[Point annotation records]

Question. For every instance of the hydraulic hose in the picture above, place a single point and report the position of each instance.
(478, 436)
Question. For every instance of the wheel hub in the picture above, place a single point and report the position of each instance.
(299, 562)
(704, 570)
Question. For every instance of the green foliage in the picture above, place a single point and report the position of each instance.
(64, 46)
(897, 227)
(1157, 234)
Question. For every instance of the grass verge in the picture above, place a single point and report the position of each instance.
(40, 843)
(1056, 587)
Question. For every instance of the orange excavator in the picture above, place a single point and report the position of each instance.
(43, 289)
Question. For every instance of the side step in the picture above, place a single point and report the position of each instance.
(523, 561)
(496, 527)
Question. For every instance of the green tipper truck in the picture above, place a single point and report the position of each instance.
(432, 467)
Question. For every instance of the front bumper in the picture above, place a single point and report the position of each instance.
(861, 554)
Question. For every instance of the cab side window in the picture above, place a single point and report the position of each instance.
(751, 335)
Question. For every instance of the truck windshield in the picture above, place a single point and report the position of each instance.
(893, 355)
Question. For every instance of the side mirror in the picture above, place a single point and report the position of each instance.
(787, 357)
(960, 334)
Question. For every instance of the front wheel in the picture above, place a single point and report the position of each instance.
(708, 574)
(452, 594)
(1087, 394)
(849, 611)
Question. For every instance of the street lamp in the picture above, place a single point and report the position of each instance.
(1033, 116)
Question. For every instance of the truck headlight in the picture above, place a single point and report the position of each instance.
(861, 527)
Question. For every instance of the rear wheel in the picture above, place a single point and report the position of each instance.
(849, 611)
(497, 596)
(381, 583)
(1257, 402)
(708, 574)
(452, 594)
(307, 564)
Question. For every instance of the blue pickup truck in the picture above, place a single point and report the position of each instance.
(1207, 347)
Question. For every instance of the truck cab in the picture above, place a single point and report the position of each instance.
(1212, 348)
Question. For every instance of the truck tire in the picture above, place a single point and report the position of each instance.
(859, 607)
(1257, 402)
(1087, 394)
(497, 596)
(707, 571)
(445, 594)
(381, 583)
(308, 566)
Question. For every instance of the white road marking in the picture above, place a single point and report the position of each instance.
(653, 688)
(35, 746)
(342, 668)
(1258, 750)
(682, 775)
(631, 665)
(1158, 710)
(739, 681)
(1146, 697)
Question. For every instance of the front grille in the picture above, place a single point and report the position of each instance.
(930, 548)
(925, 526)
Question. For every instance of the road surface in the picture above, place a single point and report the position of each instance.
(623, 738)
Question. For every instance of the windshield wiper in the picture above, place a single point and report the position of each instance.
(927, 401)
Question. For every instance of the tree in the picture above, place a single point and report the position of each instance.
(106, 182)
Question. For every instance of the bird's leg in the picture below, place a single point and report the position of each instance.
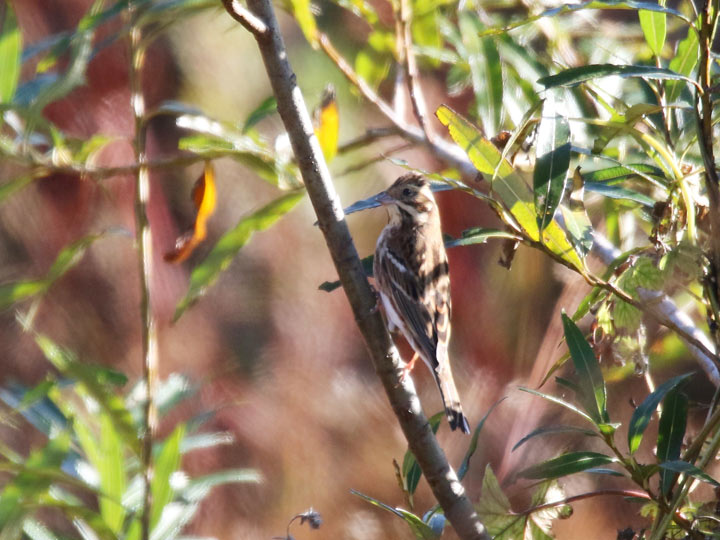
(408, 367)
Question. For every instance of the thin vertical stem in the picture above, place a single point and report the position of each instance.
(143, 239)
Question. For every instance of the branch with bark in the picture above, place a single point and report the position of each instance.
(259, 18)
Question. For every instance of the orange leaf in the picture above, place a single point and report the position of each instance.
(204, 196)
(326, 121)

* * *

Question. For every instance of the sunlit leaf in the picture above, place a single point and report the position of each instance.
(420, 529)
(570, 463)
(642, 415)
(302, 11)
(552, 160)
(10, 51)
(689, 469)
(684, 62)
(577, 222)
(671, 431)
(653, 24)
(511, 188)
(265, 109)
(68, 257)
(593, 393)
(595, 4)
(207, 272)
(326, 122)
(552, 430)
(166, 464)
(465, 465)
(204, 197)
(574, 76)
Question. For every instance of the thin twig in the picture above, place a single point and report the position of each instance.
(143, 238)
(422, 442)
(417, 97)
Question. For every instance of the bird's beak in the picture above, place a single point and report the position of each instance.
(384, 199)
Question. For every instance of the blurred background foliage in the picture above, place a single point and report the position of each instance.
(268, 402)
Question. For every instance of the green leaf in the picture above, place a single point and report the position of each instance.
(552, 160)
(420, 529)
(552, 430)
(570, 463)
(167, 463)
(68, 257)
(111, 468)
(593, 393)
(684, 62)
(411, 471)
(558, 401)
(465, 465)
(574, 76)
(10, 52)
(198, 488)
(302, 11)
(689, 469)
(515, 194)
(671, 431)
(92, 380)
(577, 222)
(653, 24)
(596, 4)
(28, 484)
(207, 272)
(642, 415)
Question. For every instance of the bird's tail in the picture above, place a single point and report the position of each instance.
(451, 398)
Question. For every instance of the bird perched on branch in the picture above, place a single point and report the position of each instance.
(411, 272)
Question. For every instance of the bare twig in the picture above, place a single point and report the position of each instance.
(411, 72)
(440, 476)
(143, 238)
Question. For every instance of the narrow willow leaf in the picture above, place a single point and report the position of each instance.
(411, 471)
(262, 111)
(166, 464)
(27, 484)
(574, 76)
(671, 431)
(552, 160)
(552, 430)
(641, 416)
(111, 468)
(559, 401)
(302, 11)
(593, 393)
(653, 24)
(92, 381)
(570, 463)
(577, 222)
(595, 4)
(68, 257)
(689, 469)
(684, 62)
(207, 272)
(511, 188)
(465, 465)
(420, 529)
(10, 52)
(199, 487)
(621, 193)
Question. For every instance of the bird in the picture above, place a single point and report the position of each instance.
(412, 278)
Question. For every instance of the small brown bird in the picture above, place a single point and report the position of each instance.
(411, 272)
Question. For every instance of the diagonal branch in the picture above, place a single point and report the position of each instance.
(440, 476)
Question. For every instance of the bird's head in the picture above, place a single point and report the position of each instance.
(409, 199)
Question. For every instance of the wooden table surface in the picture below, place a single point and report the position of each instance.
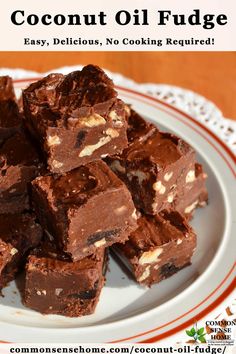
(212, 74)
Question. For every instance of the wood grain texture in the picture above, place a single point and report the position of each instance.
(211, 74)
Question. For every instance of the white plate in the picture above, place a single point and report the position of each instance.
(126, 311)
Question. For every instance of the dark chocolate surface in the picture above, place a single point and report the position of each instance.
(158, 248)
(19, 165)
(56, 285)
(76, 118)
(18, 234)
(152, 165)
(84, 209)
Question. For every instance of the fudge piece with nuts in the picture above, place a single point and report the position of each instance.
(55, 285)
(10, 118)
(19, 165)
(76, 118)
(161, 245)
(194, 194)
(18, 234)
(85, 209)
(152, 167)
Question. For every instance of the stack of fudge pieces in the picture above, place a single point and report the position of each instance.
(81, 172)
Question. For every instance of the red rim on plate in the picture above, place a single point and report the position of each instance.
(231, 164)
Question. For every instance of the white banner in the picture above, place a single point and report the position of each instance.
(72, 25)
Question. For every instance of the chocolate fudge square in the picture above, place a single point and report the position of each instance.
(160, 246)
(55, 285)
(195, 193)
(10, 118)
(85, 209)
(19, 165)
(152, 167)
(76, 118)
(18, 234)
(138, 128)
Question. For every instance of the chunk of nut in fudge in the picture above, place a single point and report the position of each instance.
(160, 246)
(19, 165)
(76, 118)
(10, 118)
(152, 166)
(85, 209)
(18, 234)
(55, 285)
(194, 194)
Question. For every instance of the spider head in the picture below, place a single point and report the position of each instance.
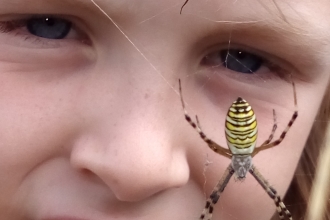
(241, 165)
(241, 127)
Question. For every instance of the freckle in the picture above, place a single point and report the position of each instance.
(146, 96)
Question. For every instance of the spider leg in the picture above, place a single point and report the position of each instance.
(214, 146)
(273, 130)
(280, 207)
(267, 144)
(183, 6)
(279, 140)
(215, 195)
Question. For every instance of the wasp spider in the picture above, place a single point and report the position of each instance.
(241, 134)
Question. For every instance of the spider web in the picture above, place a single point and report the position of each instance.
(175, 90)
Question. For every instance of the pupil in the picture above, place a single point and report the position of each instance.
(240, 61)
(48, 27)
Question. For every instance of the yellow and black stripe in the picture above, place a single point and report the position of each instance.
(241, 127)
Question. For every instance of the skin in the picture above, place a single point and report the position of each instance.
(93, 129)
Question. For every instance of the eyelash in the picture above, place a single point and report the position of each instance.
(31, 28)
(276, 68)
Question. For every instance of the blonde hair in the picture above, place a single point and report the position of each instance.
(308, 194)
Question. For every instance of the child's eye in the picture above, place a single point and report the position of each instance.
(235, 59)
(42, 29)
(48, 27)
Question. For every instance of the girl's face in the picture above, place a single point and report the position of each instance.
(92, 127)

• [Exercise brief] How many lines of the records contain the string "thin"? Reply with the number alone.

• [Written response] 2